[iceberg-1746] Implement spark fanout writer #1774

XuQianJin-Stars · 2020-11-15T05:33:43Z

Changes involved in this PR:

Move the PartitionedFanoutWriter of flink to core/src/main/java/org/apache/iceberg/io package.
Implement immobile writers for spark2 and spark3 modules respectively.
User can turn it on according to the parameter write.partitioned.fanout.enabled= true in the setting table. The default is false and can also set spark option partitioned.fanout.enabled to override it.

RussellSpitzer · 2020-11-15T16:11:05Z

Wouldn't we need to also eliminate the pre-sorting from the Spark write to benefit from this? As is all the rows that go into Partitioned writer are assumed to be pre grouped already so a fan out wouldn't really help. Maybe I'm missing something

rdsr · 2020-11-16T04:59:42Z

Seems like this provides the ability to write out non grouped records, won't this create too many possibly small files? What use-cases you have in mind for this @XuQianJin-Stars ?

XuQianJin-Stars · 2020-11-16T09:15:45Z

Seems like this provides the ability to write out non grouped records, won't this create too many possibly small? files? What use-cases you have in mind for this @XuQianJin-Stars ?

hi @rdsr @RussellSpitzer Thanks for the reminder, I will take a closer look at this piece. I only started learning iceberg not long ago. Hope you have more comments to discuss with me. Thanks again.

XuQianJin-Stars · 2020-11-16T11:57:47Z

Seems like this provides the ability to write out non grouped records, won't this create too many possibly small? files? What use-cases you have in mind for this @XuQianJin-Stars ?

● ● ●

--- What you will do ---
**a.** Answer these questions from the thread about the Spark fanout writer:
(i) To which package does the pull request move the PartitionedFanoutWriter?
(ii) What is the default value of write.partitioned.fanout.enabled?
(iii) What does rdsr worry that writing out non-grouped records might create?
**b.** Continue the thread about the Spark fanout writer from where it stops.

● ● ●

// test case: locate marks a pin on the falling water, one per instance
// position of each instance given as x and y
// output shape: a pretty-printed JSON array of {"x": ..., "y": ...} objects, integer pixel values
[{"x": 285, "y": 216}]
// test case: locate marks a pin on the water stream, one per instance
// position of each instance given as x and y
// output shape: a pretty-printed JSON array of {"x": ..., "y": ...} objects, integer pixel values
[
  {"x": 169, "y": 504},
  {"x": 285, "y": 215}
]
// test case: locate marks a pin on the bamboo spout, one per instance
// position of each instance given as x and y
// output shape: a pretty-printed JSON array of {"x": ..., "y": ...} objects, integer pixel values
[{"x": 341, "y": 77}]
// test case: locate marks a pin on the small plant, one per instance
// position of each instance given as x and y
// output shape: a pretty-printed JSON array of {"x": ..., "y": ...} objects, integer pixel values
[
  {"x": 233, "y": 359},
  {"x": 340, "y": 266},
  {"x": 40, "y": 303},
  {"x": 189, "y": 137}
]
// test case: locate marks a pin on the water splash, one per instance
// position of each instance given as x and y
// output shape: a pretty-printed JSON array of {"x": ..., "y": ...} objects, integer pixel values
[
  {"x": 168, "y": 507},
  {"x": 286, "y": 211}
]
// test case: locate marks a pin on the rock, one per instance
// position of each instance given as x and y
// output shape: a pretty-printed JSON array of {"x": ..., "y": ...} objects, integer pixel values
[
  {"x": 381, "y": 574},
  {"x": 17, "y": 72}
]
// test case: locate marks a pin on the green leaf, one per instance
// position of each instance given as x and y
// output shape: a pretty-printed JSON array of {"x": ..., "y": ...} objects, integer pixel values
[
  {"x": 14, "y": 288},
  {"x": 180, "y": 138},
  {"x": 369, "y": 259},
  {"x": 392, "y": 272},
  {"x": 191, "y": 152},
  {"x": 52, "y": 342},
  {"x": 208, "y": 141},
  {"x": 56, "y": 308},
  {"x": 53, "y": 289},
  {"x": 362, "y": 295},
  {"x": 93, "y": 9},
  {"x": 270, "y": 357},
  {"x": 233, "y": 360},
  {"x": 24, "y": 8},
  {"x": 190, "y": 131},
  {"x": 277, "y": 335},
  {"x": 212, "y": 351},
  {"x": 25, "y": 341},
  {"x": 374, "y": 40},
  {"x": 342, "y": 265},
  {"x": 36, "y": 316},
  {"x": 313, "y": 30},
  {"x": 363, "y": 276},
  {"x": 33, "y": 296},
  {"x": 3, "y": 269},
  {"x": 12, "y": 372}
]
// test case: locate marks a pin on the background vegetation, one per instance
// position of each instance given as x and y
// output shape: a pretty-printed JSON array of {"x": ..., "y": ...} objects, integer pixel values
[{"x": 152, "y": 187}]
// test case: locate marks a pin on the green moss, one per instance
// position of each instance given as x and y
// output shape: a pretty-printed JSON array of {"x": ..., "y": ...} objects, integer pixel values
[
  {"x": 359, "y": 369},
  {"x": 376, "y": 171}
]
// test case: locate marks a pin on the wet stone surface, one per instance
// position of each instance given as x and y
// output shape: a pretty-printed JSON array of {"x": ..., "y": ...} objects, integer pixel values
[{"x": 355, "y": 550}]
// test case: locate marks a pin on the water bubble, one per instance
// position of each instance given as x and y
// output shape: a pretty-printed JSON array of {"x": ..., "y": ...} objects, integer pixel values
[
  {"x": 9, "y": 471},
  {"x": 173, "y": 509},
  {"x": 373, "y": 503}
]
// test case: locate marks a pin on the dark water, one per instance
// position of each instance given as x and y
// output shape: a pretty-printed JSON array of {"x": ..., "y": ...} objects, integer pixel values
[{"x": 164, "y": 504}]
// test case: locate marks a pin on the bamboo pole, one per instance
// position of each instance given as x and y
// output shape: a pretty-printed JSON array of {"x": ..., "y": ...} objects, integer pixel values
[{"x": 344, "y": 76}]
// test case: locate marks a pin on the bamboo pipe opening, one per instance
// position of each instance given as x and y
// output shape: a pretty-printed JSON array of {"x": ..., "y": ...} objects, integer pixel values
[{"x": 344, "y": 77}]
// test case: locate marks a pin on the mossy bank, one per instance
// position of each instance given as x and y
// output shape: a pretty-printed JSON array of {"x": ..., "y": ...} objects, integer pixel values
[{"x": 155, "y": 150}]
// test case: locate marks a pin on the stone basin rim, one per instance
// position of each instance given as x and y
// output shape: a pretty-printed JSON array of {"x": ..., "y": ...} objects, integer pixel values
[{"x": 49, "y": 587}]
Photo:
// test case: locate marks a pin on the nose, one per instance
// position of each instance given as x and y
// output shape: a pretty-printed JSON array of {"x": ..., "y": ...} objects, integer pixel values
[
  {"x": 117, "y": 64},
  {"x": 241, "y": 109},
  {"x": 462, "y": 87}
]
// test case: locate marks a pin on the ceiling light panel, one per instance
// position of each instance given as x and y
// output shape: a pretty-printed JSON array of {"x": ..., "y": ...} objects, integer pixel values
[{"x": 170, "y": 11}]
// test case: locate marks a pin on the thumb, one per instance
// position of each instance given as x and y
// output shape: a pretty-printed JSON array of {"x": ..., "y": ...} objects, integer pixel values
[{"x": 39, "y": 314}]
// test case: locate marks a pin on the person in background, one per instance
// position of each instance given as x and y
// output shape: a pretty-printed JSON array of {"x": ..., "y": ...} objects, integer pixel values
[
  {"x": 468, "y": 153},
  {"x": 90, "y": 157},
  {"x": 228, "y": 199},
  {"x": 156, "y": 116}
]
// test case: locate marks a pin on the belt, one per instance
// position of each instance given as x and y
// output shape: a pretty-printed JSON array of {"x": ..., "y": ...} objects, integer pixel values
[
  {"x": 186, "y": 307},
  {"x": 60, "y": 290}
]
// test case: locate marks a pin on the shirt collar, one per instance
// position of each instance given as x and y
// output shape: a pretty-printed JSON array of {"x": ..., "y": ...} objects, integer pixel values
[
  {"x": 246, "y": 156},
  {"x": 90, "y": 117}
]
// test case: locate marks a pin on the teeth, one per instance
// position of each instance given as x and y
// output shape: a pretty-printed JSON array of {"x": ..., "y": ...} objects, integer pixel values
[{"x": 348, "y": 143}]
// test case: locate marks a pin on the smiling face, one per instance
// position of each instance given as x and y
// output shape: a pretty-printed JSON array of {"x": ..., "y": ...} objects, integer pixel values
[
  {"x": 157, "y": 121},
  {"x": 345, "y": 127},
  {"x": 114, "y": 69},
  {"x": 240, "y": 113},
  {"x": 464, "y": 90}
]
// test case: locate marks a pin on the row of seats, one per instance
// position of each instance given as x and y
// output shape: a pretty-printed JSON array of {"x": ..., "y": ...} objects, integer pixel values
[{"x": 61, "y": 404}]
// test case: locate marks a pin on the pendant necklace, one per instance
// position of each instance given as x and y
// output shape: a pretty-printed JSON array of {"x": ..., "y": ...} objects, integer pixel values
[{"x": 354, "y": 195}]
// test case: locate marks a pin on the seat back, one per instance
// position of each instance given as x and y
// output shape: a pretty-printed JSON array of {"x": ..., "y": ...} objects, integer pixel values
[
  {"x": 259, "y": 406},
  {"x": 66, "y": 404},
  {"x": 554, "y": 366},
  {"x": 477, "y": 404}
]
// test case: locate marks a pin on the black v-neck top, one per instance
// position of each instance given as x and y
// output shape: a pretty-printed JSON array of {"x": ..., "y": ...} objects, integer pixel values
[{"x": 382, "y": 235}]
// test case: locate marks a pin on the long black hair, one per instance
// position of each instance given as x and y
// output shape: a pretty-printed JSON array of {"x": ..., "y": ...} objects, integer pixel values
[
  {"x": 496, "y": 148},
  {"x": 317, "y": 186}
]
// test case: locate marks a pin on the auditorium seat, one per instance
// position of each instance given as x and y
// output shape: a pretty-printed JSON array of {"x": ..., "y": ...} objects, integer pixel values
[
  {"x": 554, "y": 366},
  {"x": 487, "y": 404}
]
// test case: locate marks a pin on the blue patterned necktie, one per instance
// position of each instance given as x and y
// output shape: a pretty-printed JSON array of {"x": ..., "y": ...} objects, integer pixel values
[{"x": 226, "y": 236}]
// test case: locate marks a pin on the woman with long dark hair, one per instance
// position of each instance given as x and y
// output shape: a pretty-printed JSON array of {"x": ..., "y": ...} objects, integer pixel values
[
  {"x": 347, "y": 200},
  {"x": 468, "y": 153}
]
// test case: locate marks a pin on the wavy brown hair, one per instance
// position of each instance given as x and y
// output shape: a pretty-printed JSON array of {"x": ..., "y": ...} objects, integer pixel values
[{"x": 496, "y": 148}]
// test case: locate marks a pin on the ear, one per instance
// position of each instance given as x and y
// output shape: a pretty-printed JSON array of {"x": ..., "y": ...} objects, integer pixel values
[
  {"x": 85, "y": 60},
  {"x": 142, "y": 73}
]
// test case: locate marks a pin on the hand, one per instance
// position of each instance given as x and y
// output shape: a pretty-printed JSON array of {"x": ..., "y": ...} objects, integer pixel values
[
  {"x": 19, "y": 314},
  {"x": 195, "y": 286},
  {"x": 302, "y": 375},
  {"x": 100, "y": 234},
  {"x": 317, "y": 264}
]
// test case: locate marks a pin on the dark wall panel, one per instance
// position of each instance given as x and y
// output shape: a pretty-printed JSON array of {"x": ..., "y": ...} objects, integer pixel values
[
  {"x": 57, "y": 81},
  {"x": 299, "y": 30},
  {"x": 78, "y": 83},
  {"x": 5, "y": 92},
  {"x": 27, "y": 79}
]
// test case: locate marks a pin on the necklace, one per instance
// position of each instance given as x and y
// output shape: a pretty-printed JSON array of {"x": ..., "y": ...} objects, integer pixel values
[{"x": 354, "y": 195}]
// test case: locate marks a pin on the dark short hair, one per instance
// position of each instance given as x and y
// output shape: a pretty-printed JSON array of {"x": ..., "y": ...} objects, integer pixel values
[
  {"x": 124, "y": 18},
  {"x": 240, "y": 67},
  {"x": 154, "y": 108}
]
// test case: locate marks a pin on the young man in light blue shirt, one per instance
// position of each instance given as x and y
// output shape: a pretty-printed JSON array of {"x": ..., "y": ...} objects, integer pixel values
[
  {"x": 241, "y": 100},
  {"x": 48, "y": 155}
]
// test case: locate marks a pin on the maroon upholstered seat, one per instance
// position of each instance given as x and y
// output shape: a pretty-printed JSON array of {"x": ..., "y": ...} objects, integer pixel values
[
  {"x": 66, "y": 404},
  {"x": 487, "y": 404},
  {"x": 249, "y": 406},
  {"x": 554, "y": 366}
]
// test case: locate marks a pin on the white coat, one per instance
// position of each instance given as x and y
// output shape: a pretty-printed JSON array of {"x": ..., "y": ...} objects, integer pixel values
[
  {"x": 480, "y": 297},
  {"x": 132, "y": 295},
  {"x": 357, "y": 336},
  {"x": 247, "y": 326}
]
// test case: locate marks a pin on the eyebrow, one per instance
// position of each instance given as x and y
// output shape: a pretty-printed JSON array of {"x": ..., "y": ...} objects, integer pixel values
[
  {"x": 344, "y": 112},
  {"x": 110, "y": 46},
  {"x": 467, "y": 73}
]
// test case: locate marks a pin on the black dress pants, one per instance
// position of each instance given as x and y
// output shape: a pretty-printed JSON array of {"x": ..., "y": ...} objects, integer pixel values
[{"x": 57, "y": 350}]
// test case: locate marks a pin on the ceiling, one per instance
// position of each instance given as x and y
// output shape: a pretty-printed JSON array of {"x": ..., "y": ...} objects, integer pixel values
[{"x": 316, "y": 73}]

● ● ●

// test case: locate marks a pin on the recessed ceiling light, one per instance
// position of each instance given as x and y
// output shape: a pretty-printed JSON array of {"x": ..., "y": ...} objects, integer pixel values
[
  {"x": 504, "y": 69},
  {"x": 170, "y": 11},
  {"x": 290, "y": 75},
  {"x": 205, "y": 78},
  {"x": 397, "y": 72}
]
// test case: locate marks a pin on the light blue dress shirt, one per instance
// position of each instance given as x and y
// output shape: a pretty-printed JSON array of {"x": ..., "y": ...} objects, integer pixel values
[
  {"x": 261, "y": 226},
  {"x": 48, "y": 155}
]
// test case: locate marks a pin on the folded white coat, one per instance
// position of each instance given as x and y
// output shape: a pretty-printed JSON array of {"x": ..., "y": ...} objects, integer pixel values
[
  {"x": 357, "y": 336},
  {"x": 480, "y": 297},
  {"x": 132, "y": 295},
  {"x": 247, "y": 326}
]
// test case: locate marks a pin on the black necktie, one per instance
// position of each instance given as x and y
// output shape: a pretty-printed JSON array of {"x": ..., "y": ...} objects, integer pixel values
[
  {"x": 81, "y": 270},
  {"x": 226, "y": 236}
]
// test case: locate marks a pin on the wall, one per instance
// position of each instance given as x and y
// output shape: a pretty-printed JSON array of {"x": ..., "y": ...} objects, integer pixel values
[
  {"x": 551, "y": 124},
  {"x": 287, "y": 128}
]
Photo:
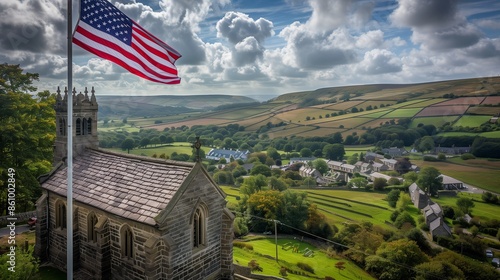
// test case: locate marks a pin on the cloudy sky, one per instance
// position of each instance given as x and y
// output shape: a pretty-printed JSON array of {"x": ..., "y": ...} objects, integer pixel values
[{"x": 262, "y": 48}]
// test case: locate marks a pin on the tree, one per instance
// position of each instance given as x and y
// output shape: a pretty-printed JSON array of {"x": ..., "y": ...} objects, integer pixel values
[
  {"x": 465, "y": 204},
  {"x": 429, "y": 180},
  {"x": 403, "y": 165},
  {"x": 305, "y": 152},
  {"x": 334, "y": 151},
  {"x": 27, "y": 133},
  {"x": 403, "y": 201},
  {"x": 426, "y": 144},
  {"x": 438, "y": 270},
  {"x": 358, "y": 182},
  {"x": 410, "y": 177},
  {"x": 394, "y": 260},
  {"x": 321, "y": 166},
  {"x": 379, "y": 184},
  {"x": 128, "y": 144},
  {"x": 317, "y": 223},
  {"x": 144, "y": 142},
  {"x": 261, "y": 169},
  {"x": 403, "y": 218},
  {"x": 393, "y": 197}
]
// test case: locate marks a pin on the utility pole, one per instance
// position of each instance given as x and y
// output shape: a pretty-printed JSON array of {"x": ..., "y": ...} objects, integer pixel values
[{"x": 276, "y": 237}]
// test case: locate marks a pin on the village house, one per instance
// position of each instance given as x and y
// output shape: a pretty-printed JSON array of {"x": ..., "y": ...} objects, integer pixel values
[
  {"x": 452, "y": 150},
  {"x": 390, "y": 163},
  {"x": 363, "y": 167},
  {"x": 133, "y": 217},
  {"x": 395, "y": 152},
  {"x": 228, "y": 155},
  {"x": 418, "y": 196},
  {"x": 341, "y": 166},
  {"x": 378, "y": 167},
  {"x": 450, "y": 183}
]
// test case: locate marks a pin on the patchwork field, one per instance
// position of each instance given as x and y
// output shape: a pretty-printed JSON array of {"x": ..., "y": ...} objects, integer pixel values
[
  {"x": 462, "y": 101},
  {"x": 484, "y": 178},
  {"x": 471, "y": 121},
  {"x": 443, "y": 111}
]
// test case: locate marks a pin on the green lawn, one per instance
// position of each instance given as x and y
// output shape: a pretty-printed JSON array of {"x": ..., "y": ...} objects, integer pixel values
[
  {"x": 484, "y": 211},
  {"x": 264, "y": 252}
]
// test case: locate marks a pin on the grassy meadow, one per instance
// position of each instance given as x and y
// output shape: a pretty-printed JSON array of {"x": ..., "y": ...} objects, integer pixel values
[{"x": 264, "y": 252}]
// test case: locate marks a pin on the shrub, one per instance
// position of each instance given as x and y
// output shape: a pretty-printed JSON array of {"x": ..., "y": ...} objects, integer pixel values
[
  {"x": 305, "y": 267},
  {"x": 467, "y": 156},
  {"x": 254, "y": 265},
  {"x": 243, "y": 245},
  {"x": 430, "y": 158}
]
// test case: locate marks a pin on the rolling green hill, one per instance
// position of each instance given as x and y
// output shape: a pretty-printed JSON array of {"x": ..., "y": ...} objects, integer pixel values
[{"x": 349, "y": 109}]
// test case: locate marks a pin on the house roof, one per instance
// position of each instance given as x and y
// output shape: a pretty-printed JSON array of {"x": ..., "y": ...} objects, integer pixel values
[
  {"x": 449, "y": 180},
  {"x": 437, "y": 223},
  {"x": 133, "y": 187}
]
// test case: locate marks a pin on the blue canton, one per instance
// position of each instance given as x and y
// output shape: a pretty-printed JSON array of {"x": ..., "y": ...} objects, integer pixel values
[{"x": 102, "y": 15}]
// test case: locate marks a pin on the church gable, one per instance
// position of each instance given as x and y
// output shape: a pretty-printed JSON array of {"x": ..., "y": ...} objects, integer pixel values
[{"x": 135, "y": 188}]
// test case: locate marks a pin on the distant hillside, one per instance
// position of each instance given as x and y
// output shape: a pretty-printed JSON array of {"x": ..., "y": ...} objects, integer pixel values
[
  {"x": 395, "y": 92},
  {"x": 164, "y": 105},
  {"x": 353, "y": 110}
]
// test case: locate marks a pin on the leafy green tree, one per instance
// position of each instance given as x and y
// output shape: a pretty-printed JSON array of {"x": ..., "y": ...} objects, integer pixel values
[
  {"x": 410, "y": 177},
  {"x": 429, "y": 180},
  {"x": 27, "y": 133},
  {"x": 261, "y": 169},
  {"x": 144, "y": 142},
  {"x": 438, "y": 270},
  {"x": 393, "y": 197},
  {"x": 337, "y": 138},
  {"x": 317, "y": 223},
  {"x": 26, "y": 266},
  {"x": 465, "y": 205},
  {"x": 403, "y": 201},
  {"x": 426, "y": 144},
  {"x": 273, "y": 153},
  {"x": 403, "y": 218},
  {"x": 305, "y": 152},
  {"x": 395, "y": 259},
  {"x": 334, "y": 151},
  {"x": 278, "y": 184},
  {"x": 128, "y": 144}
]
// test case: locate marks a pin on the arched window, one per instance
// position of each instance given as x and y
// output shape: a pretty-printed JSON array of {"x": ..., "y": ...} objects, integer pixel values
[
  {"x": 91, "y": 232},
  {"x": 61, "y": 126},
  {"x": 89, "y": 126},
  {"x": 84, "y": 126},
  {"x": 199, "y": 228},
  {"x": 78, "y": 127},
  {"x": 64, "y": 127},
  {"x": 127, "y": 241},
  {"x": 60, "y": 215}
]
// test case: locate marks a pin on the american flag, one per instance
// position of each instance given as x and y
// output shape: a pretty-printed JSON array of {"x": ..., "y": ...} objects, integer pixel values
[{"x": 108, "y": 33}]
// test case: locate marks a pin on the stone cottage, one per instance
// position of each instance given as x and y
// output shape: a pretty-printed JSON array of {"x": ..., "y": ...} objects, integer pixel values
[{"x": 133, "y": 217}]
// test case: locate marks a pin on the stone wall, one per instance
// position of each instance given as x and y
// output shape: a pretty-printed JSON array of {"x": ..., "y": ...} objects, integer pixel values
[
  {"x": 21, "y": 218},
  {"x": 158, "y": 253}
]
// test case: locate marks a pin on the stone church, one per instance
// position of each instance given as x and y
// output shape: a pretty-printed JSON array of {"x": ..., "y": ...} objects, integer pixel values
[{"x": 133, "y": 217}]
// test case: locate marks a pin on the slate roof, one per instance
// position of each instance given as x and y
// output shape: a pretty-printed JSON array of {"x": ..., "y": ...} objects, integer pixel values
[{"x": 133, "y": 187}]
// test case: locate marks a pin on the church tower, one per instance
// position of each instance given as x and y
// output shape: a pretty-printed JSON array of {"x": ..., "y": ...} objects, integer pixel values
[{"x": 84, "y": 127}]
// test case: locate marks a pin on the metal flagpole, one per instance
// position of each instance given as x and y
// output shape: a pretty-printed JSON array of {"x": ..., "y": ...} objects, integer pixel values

● ● ●

--- Expected answers ---
**a.**
(i) core/src/main/java/org/apache/iceberg/io
(ii) false
(iii) Too many, possibly small, files.

**b.**
well, I can add corresponding unit tests in TestRewriteDataFilesAction.

chenjunjiedada · 2020-11-16T12:55:50Z

I think we could use the fanout writer for streaming write case which may be hard to group due to latency requirement.

rdblue · 2020-11-16T18:52:23Z

If this is not the default and there is a way to turn it on, I could see some value to this. And we may need to use it by default for streaming. This just uses higher memory consumption to avoid needing to cluster rows by partition in tasks.

XuQianJin-Stars · 2020-11-17T02:00:39Z

If this is not the default and there is a way to turn it on, I could see some value to this. And we may need to use it by default for streaming. This just uses higher memory consumption to avoid needing to cluster rows by partition in tasks.

User can turn it on according to the parameter PARTITIONED_FANOUT_WRITER= true in the setting table. The default is false.

HeartSaVioR · 2020-11-17T07:16:11Z

OK now I understand what "fanout" meant. Didn't know about Flink implementation. Thanks.

I see the concern of the overall number of output files, but if I understand correctly, using fanout writer would produce the same number of output files - this just eliminates the necessity of "local sort" at the cost of multiple files opening together for write. For the best result of number of output files, we still need to repartition based on partition, regardless of using fanout writer.

Another question is, is it better to have the flag on table properties, or have the option on Spark Iceberg sink? The actual concern would be predicting how many files need to be opened together for write. This would be highly depending on the cardinality of partitions for the output, which might depend on the characteristic of the outputs, but might be also "query dependent" like we consider about batch vs streaming. I'm not maintaining the Iceberg table in production scale so can't say. Probably @aokolnychyi would have some insight on this?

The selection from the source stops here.